(Document excerpt):
----------
Re: General Exception for Essential Purpose

Al,

Ah Ha.  So the philosophy has changed.

You're saying the 2.0 philosophy is:

A page can do absolutely anything, images of text, all sorts of animations, 
uncaptioned audio, required mouse operation,  etc if they make sure that 
there's alternative page that strictly follows standards, with no 
exceptions, and provided

a) the user knows the alternatives that
are available b) the user can get there [into an interaction mode that works
for them] and c) it is all kept synchronously up to date.

If there's consensus on that...  we toss my proposed "exception" guideline.

I'm still uncomfortable because it's so darn difficult to verify that the 
alternative site is equivalent and up to date.  Especially if its 
dynamically generated.  it's tough enough to verify acessible pages at all 
and this adds an additional complication.  For example, you can't put 
corresponding pieces of original and alternative page together for comparison.
----------
(Stated exercise 1): Collect each line from the entries below that contains the string "ground". Match case exactly.

(Dataset rows):
----------
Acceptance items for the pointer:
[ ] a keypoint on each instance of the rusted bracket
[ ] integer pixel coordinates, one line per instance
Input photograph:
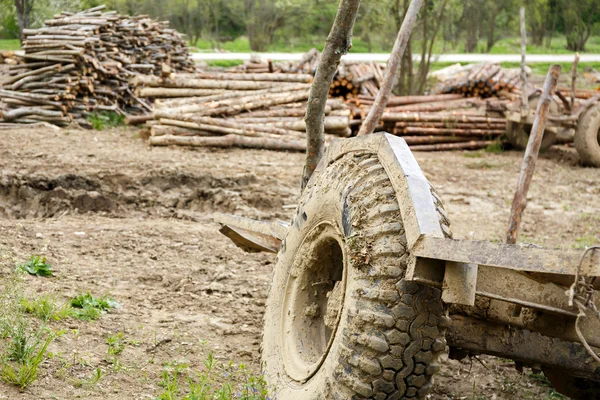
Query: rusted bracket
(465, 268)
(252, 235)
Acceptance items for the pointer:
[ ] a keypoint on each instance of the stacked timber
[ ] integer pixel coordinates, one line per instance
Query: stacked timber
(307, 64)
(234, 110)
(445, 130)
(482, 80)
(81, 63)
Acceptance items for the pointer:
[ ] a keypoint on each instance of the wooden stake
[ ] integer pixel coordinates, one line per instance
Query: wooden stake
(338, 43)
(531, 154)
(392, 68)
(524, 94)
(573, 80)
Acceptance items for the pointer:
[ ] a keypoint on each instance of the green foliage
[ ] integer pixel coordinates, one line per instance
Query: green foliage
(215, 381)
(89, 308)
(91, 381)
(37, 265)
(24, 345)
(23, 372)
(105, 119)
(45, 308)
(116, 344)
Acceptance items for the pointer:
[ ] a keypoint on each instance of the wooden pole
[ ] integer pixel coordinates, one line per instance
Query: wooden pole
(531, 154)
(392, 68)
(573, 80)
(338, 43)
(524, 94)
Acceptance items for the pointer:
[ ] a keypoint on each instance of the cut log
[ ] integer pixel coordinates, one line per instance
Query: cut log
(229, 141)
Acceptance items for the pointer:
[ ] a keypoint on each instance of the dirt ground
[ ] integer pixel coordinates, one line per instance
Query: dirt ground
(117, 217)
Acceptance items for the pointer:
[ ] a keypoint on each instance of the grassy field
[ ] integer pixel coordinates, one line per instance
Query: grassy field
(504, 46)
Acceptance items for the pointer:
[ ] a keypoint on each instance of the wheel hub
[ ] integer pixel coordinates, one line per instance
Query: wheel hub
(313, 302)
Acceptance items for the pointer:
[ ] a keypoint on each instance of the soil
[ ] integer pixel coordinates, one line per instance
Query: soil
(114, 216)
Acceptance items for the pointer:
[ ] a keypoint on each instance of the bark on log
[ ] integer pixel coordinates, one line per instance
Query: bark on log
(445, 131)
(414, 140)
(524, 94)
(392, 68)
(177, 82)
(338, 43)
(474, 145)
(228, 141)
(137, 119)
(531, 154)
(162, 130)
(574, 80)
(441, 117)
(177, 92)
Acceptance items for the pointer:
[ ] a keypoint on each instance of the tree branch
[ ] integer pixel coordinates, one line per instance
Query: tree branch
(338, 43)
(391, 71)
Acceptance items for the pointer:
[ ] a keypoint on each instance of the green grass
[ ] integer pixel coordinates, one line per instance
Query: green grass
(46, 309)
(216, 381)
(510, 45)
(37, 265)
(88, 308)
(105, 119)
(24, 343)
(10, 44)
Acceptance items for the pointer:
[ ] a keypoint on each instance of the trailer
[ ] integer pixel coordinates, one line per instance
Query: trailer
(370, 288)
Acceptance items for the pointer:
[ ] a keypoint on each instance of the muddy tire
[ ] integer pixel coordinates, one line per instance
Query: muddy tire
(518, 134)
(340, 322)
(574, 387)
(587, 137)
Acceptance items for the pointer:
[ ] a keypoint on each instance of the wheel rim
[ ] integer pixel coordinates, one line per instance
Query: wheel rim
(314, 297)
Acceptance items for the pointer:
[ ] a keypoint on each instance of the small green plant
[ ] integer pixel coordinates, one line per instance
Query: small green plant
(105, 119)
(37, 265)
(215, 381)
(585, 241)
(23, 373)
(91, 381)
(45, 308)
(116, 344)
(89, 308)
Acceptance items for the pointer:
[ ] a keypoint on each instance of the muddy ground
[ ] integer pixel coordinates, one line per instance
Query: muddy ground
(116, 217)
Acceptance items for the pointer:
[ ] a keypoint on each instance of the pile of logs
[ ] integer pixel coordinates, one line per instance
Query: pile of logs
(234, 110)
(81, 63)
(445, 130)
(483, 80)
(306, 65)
----------
(Stated exercise 2): Transcribe the entire email on the essential-purpose exception, shown above, word for word.

(Correct answer 1):
[ ] a keypoint on each instance of the dirt ground
Query: dirt ground
[ ] a keypoint on each instance of the muddy ground
Query: muddy ground

(Correct answer 2):
Re: General Exception for Essential Purpose

Al,

Ah Ha.  So the philosophy has changed.

You're saying the 2.0 philosophy is:

A page can do absolutely anything, images of text, all sorts of animations, 
uncaptioned audio, required mouse operation,  etc if they make sure that 
there's alternative page that strictly follows standards, with no 
exceptions, and provided

a) the user knows the alternatives that
are available b) the user can get there [into an interaction mode that works
for them] and c) it is all kept synchronously up to date.

If there's consensus on that...  we toss my proposed "exception" guideline.

I'm still uncomfortable because it's so darn difficult to verify that the 
alternative site is equivalent and up to date.  Especially if its 
dynamically generated.  it's tough enough to verify acessible pages at all 
and this adds an additional complication.  For example, you can't put 
corresponding pieces of original and alternative page together for comparison.